**Problem description**
Once you reach the line containing "rule for holes", reproduce it and every later line exactly, through the end of the data.

(Stored items)
····················

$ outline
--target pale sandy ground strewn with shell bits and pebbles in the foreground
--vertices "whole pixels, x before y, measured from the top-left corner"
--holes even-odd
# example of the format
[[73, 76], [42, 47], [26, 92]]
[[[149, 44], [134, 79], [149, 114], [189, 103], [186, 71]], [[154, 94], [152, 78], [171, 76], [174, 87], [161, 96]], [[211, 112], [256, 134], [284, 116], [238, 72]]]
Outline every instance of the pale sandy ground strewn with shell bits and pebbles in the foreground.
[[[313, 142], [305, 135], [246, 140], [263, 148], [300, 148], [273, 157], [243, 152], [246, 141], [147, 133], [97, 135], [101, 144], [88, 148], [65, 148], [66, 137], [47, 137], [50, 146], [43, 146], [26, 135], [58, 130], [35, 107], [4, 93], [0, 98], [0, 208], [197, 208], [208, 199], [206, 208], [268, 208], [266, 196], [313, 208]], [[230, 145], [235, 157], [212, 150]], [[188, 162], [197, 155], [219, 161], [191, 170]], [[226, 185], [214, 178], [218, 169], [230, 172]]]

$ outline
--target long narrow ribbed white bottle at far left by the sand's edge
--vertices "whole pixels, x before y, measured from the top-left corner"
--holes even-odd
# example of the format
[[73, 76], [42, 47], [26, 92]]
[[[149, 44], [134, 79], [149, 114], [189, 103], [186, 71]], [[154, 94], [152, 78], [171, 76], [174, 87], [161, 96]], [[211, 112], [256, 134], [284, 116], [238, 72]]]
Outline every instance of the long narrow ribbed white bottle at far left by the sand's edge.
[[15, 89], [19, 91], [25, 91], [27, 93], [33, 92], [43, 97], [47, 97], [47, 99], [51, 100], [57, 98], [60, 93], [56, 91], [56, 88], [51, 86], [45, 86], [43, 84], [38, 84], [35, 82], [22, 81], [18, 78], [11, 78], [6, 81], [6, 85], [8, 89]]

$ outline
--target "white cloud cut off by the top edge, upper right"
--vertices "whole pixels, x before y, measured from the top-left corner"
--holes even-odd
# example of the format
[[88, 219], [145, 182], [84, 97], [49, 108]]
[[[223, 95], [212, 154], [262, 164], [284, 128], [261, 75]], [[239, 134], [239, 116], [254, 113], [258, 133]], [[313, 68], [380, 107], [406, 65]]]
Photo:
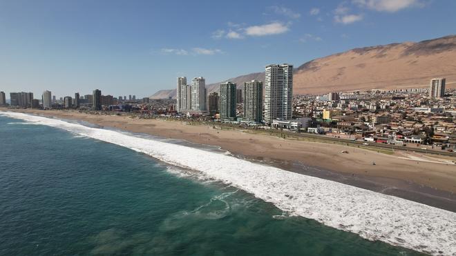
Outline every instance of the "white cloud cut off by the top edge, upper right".
[[363, 8], [379, 12], [397, 12], [412, 6], [422, 6], [419, 0], [352, 0], [353, 3]]

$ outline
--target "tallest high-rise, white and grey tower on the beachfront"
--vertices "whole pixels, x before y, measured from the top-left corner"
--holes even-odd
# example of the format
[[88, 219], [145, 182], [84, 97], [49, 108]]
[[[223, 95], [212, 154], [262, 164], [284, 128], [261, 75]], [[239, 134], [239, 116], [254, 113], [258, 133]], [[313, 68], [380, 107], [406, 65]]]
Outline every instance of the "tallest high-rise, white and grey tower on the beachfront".
[[265, 123], [292, 119], [293, 66], [269, 65], [265, 70]]

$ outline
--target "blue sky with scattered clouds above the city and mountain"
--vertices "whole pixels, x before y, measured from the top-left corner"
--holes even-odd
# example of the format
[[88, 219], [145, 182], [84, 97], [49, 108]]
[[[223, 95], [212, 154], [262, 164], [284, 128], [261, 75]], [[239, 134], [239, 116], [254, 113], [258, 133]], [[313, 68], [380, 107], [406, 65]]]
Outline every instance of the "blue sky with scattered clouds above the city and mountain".
[[153, 95], [456, 34], [454, 0], [0, 0], [0, 90]]

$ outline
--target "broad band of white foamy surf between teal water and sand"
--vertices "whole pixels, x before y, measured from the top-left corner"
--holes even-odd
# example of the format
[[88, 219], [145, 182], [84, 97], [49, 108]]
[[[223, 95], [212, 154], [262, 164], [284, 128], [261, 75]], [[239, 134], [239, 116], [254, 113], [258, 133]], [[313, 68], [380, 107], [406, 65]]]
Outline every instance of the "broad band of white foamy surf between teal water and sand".
[[357, 233], [433, 255], [456, 255], [456, 213], [415, 201], [288, 172], [217, 152], [144, 139], [126, 132], [90, 128], [58, 119], [3, 112], [32, 124], [68, 130], [144, 152], [160, 161], [198, 170], [300, 215], [333, 228]]

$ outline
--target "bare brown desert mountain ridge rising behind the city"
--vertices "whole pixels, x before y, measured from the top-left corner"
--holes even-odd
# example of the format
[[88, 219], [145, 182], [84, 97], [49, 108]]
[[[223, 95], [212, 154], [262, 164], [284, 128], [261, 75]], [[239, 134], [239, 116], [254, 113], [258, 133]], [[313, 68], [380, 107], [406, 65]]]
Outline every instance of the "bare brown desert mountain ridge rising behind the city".
[[[265, 63], [267, 64], [267, 63]], [[323, 94], [350, 90], [401, 89], [426, 87], [433, 77], [446, 77], [447, 88], [456, 87], [456, 35], [385, 46], [354, 48], [303, 63], [294, 63], [294, 94]], [[225, 81], [238, 88], [245, 81], [264, 81], [257, 72]], [[207, 92], [218, 90], [218, 83], [207, 84]], [[160, 90], [151, 99], [175, 97], [175, 89]]]

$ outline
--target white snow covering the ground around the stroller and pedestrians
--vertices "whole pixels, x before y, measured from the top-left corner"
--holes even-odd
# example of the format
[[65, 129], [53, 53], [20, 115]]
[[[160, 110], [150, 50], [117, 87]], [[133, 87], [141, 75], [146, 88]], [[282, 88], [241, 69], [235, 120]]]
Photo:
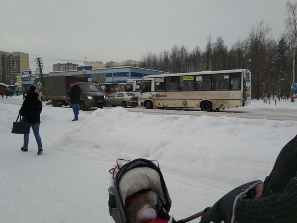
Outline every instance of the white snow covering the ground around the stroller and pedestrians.
[[[22, 96], [13, 96], [21, 100]], [[0, 98], [0, 222], [114, 223], [108, 211], [109, 169], [117, 158], [159, 161], [179, 220], [211, 206], [226, 192], [264, 180], [282, 147], [297, 134], [296, 121], [189, 115], [147, 115], [124, 108], [80, 111], [44, 106], [40, 135], [11, 127], [21, 105]], [[297, 102], [253, 100], [250, 112], [291, 111]], [[240, 108], [239, 108], [240, 111]], [[193, 221], [197, 222], [197, 220]]]

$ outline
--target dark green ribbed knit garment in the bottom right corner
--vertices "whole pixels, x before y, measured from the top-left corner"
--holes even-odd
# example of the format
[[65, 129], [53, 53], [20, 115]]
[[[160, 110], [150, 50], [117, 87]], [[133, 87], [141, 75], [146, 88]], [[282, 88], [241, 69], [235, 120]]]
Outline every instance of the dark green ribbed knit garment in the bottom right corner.
[[235, 209], [238, 223], [297, 223], [297, 135], [281, 150], [264, 182], [260, 199], [243, 199]]

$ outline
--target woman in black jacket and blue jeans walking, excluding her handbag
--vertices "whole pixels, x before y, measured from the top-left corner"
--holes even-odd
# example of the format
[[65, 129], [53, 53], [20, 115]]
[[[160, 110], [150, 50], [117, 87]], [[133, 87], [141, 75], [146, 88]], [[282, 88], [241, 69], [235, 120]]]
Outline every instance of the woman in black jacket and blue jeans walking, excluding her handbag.
[[[23, 105], [19, 110], [19, 114], [25, 117], [27, 122], [30, 122], [30, 128], [32, 127], [37, 146], [38, 152], [37, 155], [43, 153], [41, 137], [39, 135], [39, 126], [40, 126], [40, 113], [42, 111], [41, 100], [38, 99], [38, 94], [36, 93], [36, 87], [34, 85], [30, 86]], [[28, 151], [29, 144], [29, 134], [24, 134], [24, 146], [21, 148], [22, 151]]]

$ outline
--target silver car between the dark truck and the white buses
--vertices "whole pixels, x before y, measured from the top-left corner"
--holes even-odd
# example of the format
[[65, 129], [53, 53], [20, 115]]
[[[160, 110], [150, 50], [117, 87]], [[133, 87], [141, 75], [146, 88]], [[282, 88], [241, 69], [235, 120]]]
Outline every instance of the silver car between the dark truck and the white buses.
[[138, 105], [138, 96], [135, 96], [128, 92], [115, 92], [105, 98], [106, 106], [122, 106], [126, 108], [131, 106], [132, 108]]

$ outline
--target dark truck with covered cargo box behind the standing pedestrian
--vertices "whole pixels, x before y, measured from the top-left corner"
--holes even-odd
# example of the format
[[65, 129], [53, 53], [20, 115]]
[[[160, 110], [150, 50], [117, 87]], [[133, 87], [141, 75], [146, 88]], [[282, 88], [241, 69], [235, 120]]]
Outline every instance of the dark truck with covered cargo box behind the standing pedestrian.
[[104, 95], [95, 87], [93, 83], [88, 83], [88, 78], [84, 76], [53, 76], [42, 79], [41, 100], [51, 100], [53, 107], [69, 105], [66, 96], [70, 91], [70, 82], [76, 81], [81, 88], [80, 109], [86, 110], [90, 107], [103, 108], [105, 104]]

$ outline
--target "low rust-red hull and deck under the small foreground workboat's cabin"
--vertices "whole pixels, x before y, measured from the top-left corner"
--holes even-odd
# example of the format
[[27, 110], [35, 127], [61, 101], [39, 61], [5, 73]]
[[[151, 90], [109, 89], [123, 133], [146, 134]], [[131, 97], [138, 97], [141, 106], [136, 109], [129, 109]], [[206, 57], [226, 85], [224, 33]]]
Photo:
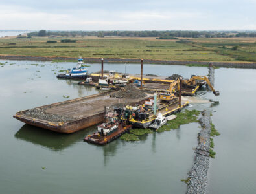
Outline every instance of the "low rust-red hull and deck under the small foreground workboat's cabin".
[[104, 136], [104, 135], [100, 135], [99, 133], [93, 133], [92, 135], [86, 136], [84, 138], [84, 141], [93, 143], [93, 144], [105, 145], [119, 138], [121, 135], [123, 135], [130, 129], [132, 129], [132, 125], [123, 126], [122, 124], [119, 124], [117, 131], [115, 131], [111, 135]]

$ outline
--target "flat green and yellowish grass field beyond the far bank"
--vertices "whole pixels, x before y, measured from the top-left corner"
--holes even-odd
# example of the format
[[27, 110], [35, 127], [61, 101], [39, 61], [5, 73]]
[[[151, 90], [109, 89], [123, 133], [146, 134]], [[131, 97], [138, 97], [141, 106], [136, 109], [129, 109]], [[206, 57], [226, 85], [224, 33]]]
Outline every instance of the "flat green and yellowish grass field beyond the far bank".
[[[61, 43], [75, 39], [76, 43]], [[183, 38], [184, 39], [184, 38]], [[0, 54], [91, 58], [135, 58], [178, 61], [256, 61], [256, 38], [0, 38]], [[56, 43], [46, 43], [57, 41]], [[238, 45], [238, 50], [232, 50]]]

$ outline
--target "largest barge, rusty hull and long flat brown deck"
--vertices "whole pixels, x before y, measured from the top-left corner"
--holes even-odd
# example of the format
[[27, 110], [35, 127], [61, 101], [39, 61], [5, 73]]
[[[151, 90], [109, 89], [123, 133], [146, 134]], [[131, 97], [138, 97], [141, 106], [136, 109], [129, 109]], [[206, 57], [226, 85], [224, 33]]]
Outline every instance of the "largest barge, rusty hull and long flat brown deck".
[[[110, 97], [111, 92], [113, 91], [44, 105], [34, 109], [35, 111], [41, 111], [40, 113], [43, 113], [41, 116], [29, 116], [30, 114], [27, 111], [31, 109], [19, 111], [14, 115], [14, 118], [26, 124], [58, 133], [74, 133], [102, 122], [104, 119], [104, 106], [121, 103], [125, 105], [141, 105], [150, 98], [150, 96], [139, 99], [112, 98]], [[52, 118], [70, 119], [68, 121], [55, 119], [53, 121]]]

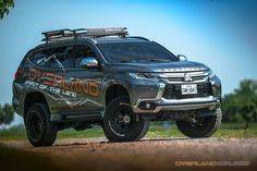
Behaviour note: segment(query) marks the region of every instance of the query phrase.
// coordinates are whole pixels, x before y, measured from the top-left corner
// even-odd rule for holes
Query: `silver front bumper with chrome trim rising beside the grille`
[[[160,111],[183,111],[183,110],[197,110],[197,109],[213,110],[220,108],[221,105],[220,80],[215,75],[213,77],[206,80],[204,82],[210,83],[212,91],[211,95],[206,97],[194,97],[194,98],[182,98],[182,99],[163,98],[163,93],[167,83],[159,82],[158,83],[159,89],[157,96],[154,98],[138,99],[135,103],[133,103],[133,111],[135,113],[158,113]]]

····················

**Result for this task**
// even-odd rule for holes
Query: `silver front bumper with chrome trim rising beside the grille`
[[[160,111],[183,111],[183,110],[197,110],[197,109],[213,110],[220,108],[221,105],[220,80],[215,75],[213,77],[206,80],[204,82],[210,83],[212,91],[211,95],[206,97],[194,97],[194,98],[182,98],[182,99],[163,98],[163,93],[167,83],[159,82],[158,83],[159,89],[157,96],[154,98],[138,99],[135,103],[133,103],[133,111],[135,113],[158,113]]]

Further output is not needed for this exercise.